##### Trecho fornecido

Narrativa de viagem
Embora apontado por Rubens Borba de Moraes como
um dos nossos melhores livros de viagem, um volume publicado em 1883 teve o
mesmo destino de centenas de livros que caíram no esquecimento. Não fosse o
autor avô do escritor Mário de Andrade, talvez a sua obra ainda estivesse
perdida entre publicações menores.
Borba de Moraes publicou, em 1979, o livro Lembranças de Mário de Andrade, contendo
sete cartas; e, na introdução, dedicou algumas considerações ao autor destes Apontamentos de viagem. As referências
elogiosas despertaram a atenção de Antônio Cândido que considera Rubens Borba
de Moraes como a maior autoridade em literatura de viagens no Brasil. Foram
estas circunstâncias que permitiram aos estudiosos da literatura brasileira o
acesso fácil ao livro de J. A. Leite Morais, editado pela Companhia das Letras,
com estudo introdutório, cronologia e notas de Antônio Cândido.

##########

> _Requisito A_
Nos registros, comece pela linha que contém "In this exercise you will indicate the stone arch" e pare depois da linha que contém "point(8, 78)". Reescreva essas linhas trocando "stone arch" por "brick arch" e deixe todo o resto igual.

##### Dados

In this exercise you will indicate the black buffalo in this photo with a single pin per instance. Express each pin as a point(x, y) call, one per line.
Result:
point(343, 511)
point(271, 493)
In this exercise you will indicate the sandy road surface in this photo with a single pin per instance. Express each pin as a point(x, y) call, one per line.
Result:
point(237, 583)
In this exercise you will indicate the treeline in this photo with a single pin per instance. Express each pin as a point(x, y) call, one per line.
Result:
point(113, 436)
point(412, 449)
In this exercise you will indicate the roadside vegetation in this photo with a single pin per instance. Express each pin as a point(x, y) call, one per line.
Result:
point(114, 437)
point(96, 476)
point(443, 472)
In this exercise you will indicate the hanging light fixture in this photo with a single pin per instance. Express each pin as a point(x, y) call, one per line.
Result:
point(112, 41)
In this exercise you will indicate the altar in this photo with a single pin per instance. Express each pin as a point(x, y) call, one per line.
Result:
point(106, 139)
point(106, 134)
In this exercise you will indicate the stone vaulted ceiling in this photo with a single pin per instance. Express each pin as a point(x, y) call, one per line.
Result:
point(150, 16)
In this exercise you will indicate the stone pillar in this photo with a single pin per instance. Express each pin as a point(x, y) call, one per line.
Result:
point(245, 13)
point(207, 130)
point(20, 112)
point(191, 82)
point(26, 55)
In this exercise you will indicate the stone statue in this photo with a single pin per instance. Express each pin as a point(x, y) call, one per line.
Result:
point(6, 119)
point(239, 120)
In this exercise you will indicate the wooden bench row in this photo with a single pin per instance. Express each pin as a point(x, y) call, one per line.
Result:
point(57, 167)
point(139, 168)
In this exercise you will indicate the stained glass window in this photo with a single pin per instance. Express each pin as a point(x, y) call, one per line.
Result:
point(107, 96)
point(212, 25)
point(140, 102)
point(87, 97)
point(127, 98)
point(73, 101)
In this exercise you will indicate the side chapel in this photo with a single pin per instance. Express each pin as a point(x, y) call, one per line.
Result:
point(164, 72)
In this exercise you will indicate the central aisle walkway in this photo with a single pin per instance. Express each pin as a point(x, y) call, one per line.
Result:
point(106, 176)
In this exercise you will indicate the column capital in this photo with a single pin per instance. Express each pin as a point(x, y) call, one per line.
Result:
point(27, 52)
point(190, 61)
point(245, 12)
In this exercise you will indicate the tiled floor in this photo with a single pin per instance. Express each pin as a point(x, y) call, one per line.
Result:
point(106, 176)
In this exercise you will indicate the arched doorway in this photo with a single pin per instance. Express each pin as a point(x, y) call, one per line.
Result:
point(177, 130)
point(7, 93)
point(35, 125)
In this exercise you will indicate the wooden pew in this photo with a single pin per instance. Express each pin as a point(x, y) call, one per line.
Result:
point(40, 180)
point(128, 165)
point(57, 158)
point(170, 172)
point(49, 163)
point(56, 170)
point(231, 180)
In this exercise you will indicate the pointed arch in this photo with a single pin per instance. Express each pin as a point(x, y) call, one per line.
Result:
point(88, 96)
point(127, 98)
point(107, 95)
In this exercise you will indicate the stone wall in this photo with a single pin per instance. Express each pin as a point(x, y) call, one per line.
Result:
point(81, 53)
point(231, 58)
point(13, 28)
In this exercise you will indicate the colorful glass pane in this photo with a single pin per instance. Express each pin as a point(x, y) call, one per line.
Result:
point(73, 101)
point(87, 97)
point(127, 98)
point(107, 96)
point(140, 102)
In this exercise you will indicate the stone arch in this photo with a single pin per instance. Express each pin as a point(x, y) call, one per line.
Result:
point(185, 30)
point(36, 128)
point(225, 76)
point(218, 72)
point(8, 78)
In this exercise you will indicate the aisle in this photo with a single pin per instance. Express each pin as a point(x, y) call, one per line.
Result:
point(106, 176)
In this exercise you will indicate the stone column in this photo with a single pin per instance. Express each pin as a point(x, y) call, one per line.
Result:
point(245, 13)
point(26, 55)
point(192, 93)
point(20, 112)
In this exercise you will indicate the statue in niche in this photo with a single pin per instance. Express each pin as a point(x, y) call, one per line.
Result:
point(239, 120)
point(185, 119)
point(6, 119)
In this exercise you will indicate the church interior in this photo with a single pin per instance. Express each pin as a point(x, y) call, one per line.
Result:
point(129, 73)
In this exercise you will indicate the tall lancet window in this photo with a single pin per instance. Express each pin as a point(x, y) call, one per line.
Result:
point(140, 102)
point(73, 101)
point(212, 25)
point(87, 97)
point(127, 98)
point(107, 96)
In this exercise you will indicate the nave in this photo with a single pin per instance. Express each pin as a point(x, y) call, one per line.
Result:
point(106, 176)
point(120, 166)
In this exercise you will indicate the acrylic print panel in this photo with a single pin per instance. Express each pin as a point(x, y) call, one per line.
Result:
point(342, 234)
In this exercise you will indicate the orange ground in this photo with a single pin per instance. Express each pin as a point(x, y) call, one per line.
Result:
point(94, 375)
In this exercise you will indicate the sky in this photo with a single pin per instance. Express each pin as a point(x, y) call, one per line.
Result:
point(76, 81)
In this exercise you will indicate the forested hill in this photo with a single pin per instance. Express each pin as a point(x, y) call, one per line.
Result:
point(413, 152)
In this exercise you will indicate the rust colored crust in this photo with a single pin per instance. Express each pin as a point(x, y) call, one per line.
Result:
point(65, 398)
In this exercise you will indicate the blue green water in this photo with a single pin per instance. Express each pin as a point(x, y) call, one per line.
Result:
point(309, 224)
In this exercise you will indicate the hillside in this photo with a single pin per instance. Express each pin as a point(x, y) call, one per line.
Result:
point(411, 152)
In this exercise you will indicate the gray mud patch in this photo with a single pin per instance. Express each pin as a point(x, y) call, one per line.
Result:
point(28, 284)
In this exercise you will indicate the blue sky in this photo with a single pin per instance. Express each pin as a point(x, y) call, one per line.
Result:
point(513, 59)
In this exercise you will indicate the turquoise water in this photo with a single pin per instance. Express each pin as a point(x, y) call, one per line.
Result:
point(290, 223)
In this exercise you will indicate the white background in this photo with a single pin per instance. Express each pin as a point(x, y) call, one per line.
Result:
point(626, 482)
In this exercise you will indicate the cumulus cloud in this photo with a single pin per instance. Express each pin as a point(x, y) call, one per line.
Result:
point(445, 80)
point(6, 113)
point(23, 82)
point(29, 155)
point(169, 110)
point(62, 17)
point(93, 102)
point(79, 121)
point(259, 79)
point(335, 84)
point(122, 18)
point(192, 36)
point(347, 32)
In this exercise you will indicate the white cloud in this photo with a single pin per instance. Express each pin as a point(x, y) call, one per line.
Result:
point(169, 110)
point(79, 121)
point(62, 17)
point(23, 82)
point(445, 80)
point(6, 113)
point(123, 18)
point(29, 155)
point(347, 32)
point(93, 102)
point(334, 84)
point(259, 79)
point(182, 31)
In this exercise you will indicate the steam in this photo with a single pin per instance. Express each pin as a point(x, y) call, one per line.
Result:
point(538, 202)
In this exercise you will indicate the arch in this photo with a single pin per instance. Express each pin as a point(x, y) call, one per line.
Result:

##########

> _Requisito B_
Dê continuidade ao texto sobre os Apontamentos de viagem a partir da última frase apresentada.

> _Resposta correta A_
In this exercise you will indicate the brick arch in this photo with a single pin per instance. Express each pin as a point(x, y) call, one per line.
Result:
point(185, 30)
point(36, 128)
point(225, 76)
point(218, 72)
point(8, 78)

> _Resposta correta B_
Mas não se trata de leitura destinada apenas aos
especialistas. O livro constitui fonte de informação e, sobretudo, de prazer,
pela narrativa ágil e viva do autor, pelo domínio da escrita, exercitada sem os
arroubos emocionais dos retardatários românticos. Diria mesmo que o texto
ultrapassa as marcas que se tornaram índices caricaturais do Século XIX e se
inscreve com notável atualidade entre a nossa melhor prosa. Não esqueçamos que
os bacharéis do século passado se compraziam com os arroubos de uma sintaxe
alambicada, onde o tonitroar da retórica florida ou os ingênuos queixumes
substituíam o encanto da sugestão e do bem dizer.
Leite Moraes era um homem do século XIX,
bacharel pela Faculdade de Direito de São Paulo. Viveu o momento em que o
epicentro dos acontecimentos culturais do país se deslocava para a florescente
província do café. A Faculdade de Direito do Largo de São Francisco dividia com
a do Recife a condição de eixo agregador das mais destacadas expressões do
romantismo brasileiro e dos momentos subseqüentes. Entre estes bacharéis
surgiram tanto os nossos melhores escritores quanto os nossos mais intragáveis
beletristas. Seu livro tinha tudo para não passar de um pedante relato de
bacharel: nomeado presidente da província de Goiás, começou suas anotações
quando partiu de Araraquara, a cavalo, atravessando cerrados, rios e pântanos.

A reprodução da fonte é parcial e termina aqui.